How to complete this task –
Leave out the pictures and repeat exactly the lines from the one containing "Pass this photo to locate to point out the small" through the final line of the listing below.

Available data –
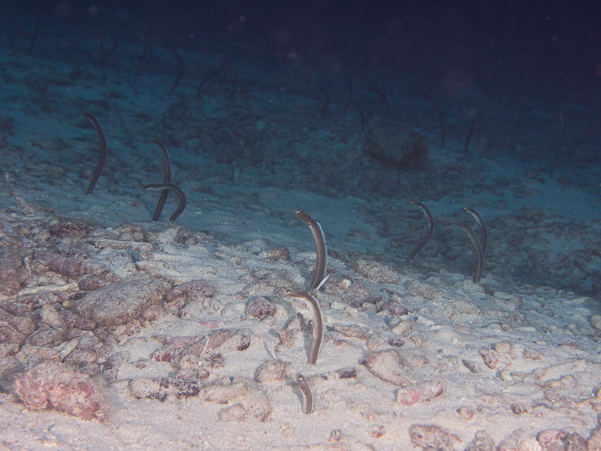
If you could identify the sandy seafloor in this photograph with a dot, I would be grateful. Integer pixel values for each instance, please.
(515, 354)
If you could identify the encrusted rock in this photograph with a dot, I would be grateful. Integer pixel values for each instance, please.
(356, 294)
(245, 394)
(273, 370)
(432, 437)
(261, 308)
(55, 386)
(160, 388)
(13, 273)
(375, 271)
(9, 335)
(495, 360)
(482, 442)
(120, 303)
(388, 366)
(195, 288)
(552, 440)
(278, 253)
(418, 393)
(47, 336)
(519, 440)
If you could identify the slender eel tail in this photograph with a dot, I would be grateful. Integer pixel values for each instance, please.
(102, 156)
(321, 247)
(317, 328)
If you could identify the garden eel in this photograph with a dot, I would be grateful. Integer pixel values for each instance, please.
(172, 187)
(317, 326)
(166, 179)
(472, 118)
(425, 239)
(477, 250)
(306, 391)
(481, 224)
(320, 245)
(102, 157)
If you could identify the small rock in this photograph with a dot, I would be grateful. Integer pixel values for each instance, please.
(376, 431)
(519, 440)
(51, 317)
(279, 253)
(495, 360)
(418, 393)
(432, 437)
(375, 271)
(120, 303)
(55, 386)
(482, 442)
(465, 413)
(272, 371)
(261, 308)
(388, 366)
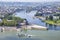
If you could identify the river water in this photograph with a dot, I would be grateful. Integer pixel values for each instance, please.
(36, 34)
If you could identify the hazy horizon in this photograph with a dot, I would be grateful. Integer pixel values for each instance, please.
(29, 0)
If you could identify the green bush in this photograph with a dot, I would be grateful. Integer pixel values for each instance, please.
(12, 22)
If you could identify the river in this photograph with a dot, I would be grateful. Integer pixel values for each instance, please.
(37, 34)
(33, 20)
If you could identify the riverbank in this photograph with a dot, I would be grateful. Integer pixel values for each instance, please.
(52, 22)
(28, 27)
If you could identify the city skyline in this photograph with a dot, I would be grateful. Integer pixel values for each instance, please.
(29, 0)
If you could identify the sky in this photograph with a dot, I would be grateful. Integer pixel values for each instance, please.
(29, 0)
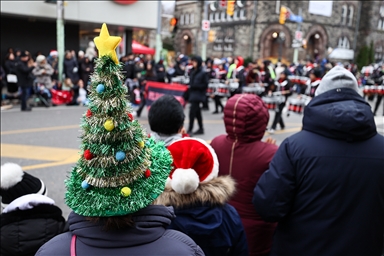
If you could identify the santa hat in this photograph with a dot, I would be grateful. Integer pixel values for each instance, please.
(16, 183)
(194, 161)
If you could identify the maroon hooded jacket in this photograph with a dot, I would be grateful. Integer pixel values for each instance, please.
(245, 157)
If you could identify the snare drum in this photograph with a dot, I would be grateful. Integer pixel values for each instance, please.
(380, 90)
(270, 102)
(257, 90)
(211, 89)
(222, 90)
(296, 105)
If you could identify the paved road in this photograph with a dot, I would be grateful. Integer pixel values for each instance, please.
(45, 141)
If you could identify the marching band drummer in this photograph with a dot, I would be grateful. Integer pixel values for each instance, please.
(313, 82)
(284, 88)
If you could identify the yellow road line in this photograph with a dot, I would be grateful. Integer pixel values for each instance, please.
(41, 129)
(38, 152)
(45, 165)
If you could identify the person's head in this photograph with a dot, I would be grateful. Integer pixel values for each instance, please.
(194, 162)
(24, 56)
(68, 81)
(338, 77)
(40, 60)
(251, 115)
(166, 116)
(15, 183)
(10, 56)
(284, 75)
(68, 55)
(80, 54)
(315, 74)
(80, 83)
(197, 61)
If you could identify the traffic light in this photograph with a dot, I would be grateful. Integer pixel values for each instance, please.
(211, 36)
(173, 25)
(284, 14)
(230, 7)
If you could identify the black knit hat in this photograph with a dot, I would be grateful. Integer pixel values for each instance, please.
(16, 183)
(166, 115)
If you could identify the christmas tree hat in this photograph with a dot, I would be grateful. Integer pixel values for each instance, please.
(121, 170)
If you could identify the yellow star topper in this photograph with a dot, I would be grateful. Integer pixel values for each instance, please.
(107, 44)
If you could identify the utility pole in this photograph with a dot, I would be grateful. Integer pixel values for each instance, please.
(253, 28)
(357, 30)
(296, 50)
(159, 43)
(205, 33)
(60, 38)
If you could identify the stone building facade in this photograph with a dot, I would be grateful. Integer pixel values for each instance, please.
(351, 24)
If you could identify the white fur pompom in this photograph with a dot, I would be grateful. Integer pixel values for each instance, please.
(185, 181)
(11, 174)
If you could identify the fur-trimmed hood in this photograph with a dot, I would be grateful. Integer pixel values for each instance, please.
(215, 192)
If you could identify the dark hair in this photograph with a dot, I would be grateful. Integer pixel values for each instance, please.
(113, 222)
(166, 115)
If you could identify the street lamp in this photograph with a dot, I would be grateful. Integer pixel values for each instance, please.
(281, 41)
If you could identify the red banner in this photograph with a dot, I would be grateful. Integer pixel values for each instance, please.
(155, 90)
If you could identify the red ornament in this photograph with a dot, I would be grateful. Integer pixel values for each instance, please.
(88, 155)
(130, 117)
(147, 173)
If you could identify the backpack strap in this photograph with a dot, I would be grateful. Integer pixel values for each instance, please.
(73, 245)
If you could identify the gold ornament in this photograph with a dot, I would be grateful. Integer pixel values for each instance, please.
(107, 44)
(125, 191)
(108, 125)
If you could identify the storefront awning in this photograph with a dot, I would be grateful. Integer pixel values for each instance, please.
(141, 49)
(342, 54)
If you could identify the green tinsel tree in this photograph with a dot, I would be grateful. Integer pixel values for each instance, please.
(121, 170)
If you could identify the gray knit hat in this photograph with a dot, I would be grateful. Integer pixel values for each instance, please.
(337, 77)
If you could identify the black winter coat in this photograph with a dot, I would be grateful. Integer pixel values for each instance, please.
(198, 85)
(23, 232)
(325, 185)
(24, 74)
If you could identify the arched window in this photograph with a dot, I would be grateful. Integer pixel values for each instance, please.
(350, 15)
(344, 14)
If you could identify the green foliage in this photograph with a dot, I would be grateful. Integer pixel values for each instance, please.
(105, 174)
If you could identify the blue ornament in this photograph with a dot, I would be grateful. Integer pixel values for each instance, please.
(84, 184)
(100, 88)
(120, 156)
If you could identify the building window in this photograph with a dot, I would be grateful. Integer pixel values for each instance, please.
(186, 18)
(343, 43)
(344, 14)
(350, 15)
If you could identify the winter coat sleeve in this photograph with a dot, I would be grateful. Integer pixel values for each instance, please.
(273, 195)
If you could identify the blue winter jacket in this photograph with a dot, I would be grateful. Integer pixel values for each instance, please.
(325, 185)
(149, 236)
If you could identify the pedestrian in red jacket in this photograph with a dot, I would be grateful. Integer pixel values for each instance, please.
(245, 157)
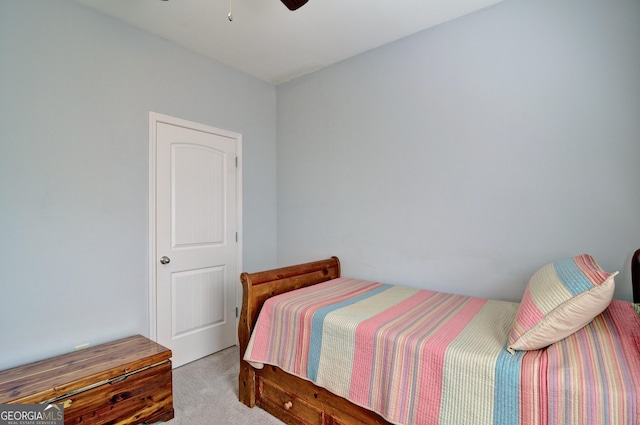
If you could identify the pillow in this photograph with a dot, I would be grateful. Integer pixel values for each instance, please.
(560, 298)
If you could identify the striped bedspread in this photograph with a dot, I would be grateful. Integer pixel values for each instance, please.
(423, 357)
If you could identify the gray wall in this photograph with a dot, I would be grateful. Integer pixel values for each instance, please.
(466, 156)
(76, 88)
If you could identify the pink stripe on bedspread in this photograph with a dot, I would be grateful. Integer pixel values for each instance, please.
(405, 345)
(292, 315)
(594, 374)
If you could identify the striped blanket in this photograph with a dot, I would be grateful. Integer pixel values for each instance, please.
(423, 357)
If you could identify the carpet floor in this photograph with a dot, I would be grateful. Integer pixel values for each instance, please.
(205, 392)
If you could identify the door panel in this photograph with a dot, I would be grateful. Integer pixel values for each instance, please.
(196, 232)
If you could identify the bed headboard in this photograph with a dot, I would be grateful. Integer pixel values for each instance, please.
(635, 276)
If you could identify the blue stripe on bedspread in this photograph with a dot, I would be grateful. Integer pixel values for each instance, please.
(506, 400)
(317, 323)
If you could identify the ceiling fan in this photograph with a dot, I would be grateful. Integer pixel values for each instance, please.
(294, 4)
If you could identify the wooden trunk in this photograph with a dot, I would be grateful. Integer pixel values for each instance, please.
(122, 382)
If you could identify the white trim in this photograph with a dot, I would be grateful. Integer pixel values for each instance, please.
(154, 119)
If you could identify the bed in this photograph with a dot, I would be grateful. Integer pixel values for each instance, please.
(319, 348)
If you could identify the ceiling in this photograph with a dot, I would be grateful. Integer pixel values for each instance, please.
(274, 44)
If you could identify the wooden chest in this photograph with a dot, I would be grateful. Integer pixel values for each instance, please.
(127, 381)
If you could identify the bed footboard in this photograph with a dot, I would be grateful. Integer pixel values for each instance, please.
(256, 289)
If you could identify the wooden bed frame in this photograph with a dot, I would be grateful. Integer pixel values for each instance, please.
(291, 399)
(635, 276)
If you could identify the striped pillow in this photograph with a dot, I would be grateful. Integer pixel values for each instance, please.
(560, 298)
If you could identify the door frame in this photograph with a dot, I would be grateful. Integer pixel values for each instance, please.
(154, 119)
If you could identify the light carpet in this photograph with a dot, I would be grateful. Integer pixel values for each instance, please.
(205, 392)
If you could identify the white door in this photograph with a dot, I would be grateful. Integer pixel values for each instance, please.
(195, 260)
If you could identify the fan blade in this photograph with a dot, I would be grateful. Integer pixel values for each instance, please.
(294, 4)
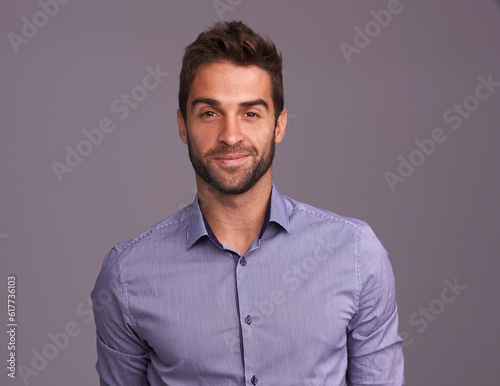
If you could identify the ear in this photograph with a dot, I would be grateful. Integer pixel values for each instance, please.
(182, 126)
(280, 127)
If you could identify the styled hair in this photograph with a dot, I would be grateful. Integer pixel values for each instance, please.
(235, 43)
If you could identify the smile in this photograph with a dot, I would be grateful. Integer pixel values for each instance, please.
(232, 159)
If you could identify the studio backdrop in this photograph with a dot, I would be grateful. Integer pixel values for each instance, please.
(393, 110)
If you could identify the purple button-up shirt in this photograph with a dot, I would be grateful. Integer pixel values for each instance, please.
(312, 302)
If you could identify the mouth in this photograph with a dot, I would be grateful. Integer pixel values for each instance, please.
(231, 159)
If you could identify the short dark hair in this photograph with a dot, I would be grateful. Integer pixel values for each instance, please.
(238, 44)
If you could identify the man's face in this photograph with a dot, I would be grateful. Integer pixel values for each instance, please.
(230, 126)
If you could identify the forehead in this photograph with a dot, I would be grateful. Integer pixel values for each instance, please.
(230, 83)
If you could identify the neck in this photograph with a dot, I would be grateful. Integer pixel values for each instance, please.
(235, 219)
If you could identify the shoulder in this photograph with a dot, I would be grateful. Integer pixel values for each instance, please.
(149, 242)
(165, 229)
(354, 234)
(301, 211)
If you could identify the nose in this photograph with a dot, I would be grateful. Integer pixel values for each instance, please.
(231, 131)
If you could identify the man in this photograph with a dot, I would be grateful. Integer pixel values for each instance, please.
(244, 286)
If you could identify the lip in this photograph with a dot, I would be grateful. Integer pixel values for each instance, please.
(231, 159)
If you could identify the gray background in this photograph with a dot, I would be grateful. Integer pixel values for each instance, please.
(348, 124)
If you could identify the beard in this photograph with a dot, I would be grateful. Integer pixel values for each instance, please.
(234, 179)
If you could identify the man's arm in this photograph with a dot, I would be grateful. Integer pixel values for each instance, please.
(123, 358)
(375, 352)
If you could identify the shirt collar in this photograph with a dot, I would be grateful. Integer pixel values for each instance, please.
(196, 228)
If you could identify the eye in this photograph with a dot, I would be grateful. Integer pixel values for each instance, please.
(208, 114)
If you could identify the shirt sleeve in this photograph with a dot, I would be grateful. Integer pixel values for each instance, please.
(123, 358)
(375, 350)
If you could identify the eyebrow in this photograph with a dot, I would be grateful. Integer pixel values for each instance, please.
(216, 103)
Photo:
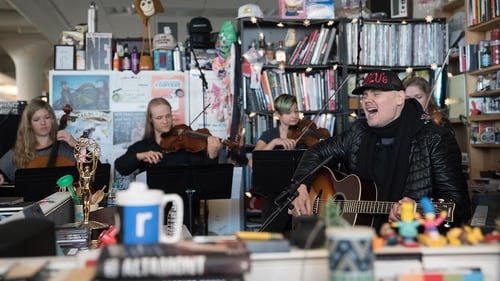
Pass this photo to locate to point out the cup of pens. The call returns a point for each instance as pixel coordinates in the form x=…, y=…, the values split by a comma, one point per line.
x=65, y=184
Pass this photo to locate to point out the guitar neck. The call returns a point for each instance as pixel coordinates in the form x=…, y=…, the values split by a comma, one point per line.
x=380, y=207
x=364, y=207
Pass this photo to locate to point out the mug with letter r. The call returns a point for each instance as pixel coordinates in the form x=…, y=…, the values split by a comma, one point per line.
x=140, y=215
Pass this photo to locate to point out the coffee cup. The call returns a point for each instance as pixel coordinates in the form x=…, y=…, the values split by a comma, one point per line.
x=140, y=213
x=79, y=211
x=351, y=253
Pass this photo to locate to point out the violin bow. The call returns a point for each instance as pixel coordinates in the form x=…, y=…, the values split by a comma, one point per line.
x=323, y=109
x=440, y=72
x=199, y=114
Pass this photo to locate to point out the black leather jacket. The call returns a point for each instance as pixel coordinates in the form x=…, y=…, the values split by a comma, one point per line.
x=435, y=164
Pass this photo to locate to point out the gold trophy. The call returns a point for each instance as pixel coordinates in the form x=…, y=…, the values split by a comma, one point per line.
x=87, y=152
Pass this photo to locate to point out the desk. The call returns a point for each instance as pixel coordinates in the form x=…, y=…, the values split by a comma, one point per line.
x=299, y=265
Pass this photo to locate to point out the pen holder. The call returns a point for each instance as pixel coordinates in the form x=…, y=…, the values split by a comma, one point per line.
x=79, y=211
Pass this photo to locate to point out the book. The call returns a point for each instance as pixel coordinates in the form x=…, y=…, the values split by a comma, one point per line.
x=10, y=201
x=331, y=42
x=182, y=259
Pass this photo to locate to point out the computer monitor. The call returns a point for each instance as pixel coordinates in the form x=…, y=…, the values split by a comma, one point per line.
x=272, y=170
x=34, y=184
x=208, y=181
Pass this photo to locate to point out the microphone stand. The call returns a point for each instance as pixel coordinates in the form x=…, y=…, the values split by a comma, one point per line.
x=286, y=197
x=289, y=194
x=203, y=82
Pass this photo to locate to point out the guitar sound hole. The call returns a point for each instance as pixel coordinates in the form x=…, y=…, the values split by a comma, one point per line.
x=339, y=199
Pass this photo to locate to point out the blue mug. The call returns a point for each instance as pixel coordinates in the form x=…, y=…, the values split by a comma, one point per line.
x=140, y=215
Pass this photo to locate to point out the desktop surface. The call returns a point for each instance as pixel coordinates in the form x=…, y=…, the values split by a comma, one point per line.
x=34, y=184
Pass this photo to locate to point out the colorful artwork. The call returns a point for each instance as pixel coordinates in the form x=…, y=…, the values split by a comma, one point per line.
x=172, y=87
x=82, y=92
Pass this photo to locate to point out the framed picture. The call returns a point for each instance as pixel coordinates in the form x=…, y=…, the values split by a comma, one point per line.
x=172, y=25
x=64, y=57
x=497, y=86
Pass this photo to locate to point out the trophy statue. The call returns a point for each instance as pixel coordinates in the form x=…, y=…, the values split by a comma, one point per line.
x=87, y=152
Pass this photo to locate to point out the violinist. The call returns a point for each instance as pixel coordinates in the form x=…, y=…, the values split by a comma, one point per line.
x=419, y=89
x=148, y=152
x=287, y=113
x=36, y=134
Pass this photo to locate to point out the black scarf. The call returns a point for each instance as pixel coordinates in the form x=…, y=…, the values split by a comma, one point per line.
x=402, y=130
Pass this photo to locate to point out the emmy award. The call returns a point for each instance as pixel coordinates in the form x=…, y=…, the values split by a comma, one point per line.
x=87, y=152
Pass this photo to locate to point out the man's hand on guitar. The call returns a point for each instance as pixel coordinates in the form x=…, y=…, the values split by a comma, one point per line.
x=301, y=204
x=395, y=214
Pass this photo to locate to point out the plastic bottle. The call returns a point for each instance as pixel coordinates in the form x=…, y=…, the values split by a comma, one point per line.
x=182, y=52
x=126, y=58
x=280, y=54
x=177, y=59
x=112, y=194
x=92, y=18
x=485, y=54
x=116, y=62
x=134, y=60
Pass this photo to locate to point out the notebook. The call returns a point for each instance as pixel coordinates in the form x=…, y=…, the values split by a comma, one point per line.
x=34, y=184
x=208, y=181
x=272, y=170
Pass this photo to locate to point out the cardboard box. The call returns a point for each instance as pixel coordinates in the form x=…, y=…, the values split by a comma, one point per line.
x=320, y=9
x=74, y=38
x=98, y=48
x=292, y=9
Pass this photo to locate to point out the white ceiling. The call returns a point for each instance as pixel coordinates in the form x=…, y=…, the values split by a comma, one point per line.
x=47, y=18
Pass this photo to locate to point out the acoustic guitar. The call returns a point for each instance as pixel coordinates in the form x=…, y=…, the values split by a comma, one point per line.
x=357, y=198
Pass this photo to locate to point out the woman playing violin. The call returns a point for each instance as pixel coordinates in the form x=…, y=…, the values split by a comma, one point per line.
x=148, y=152
x=37, y=132
x=419, y=89
x=286, y=111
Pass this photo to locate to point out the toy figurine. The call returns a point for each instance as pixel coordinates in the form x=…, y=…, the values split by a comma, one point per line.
x=408, y=225
x=453, y=236
x=389, y=234
x=431, y=236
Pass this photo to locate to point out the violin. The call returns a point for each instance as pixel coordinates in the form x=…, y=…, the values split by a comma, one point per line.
x=183, y=137
x=306, y=132
x=438, y=117
x=54, y=160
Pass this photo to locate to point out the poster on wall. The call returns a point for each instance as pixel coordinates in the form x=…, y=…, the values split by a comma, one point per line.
x=129, y=91
x=172, y=87
x=128, y=128
x=218, y=99
x=83, y=91
x=215, y=117
x=98, y=125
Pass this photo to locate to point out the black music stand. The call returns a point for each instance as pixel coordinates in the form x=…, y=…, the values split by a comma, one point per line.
x=272, y=170
x=194, y=183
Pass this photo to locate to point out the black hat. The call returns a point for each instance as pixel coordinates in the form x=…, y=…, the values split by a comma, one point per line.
x=380, y=80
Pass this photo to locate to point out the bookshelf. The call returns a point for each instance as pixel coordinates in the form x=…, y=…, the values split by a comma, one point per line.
x=484, y=152
x=309, y=73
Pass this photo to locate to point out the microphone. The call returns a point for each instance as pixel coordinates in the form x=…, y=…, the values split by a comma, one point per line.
x=286, y=197
x=292, y=189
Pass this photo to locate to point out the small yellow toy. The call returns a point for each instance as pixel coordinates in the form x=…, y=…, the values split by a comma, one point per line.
x=408, y=225
x=431, y=236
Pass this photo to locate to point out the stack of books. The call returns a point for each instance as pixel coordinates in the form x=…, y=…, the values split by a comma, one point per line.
x=71, y=237
x=225, y=260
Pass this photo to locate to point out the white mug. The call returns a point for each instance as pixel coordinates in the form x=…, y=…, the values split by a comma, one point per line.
x=140, y=215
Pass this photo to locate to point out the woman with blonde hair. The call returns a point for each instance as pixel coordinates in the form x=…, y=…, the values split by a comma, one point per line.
x=36, y=134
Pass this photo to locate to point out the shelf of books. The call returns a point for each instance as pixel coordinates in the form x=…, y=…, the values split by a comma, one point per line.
x=482, y=69
x=307, y=70
x=394, y=43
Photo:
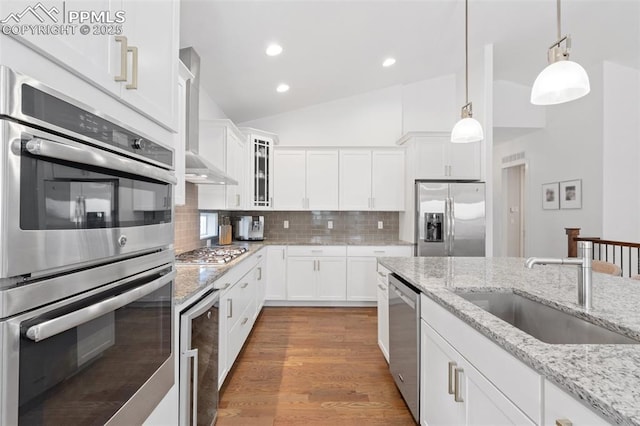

Exercise response –
Pass this photo to locate to point out the small yellow toy. The call returns a point for each instance as pixel coordinates in the form x=…, y=…, the values split by a comma, one point per line.
x=408, y=225
x=431, y=236
Pass this photo to locate to point out the stack of books. The call returns a point for each instance as pixel coordinates in the form x=…, y=…, the values split by a comma, one point per line.
x=71, y=237
x=225, y=260
Pass this photo to locate to point out the white mug. The call returns a point for each instance as pixel coordinates in the form x=…, y=…, the values split by a comma, one point per line.
x=140, y=215
Pass this photo to locate to point out the woman with blonde hair. The call returns a point for each instance as pixel coordinates in the form x=…, y=…, the values split by a comma, one point per line.
x=36, y=134
Pass this photo to locate to point out the shelf of books. The call returns a point for each instance as pixel coordinates in the form x=…, y=…, the values split by a comma, one point per line.
x=482, y=69
x=307, y=70
x=394, y=43
Photo:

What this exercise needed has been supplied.